**WHAT THIS TASK INVOLVES:**
Write out every line of the records below, requests included, but multiply each coordinate in the answers by 1.8 and round it to a whole number, with halves rounding up. Keep the numbers in the requests and their format samples as they are.

(Entries from a pointing dataset)
— begin —

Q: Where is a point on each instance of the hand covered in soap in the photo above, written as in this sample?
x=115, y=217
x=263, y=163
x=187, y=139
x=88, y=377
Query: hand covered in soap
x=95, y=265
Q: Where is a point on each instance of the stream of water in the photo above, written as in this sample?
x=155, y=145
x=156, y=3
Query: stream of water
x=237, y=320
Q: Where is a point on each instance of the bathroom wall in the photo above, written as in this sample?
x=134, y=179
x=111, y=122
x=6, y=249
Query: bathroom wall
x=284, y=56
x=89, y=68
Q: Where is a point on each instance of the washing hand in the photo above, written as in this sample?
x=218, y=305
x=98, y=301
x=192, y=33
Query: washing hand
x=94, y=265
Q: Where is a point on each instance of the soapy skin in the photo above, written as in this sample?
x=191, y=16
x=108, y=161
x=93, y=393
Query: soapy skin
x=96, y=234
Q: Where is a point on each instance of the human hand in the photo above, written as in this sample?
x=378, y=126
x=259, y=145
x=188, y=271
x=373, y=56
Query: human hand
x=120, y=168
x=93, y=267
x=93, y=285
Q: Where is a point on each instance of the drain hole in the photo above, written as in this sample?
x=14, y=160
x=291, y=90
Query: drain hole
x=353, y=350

— end —

**CORRECT ANSWER:**
Q: Where is a point on each instance of the hand covered in soap in the photo above, written as in this sample?
x=115, y=217
x=263, y=163
x=187, y=139
x=88, y=377
Query: hand covered in soap
x=171, y=477
Q: Where is a point on each instance of the stream of water in the photo above, written as in this sample?
x=155, y=145
x=156, y=3
Query: stream of water
x=427, y=576
Q: Where is a point on each instance of the bathroom wall in the photo above, written as in this sample?
x=134, y=179
x=111, y=122
x=6, y=249
Query: bathroom wall
x=511, y=101
x=160, y=122
Q: Where is a point on each instance of the washing hand in the photo above, written as in this sample?
x=218, y=305
x=98, y=301
x=192, y=33
Query: washing hand
x=169, y=477
Q: Where is a point on each instance of the soapy skin in the photo above, written as in this sample?
x=191, y=16
x=108, y=161
x=93, y=393
Query: soapy skin
x=173, y=421
Q: Where is a point on each instance of the human hand in the photo above, written as in this sample?
x=378, y=126
x=259, y=145
x=188, y=271
x=373, y=56
Query: human hand
x=216, y=302
x=167, y=481
x=167, y=513
Q: Where is a point on each instance of the drain hole in the photo above, written as in this sample?
x=14, y=160
x=291, y=90
Query: drain hole
x=635, y=630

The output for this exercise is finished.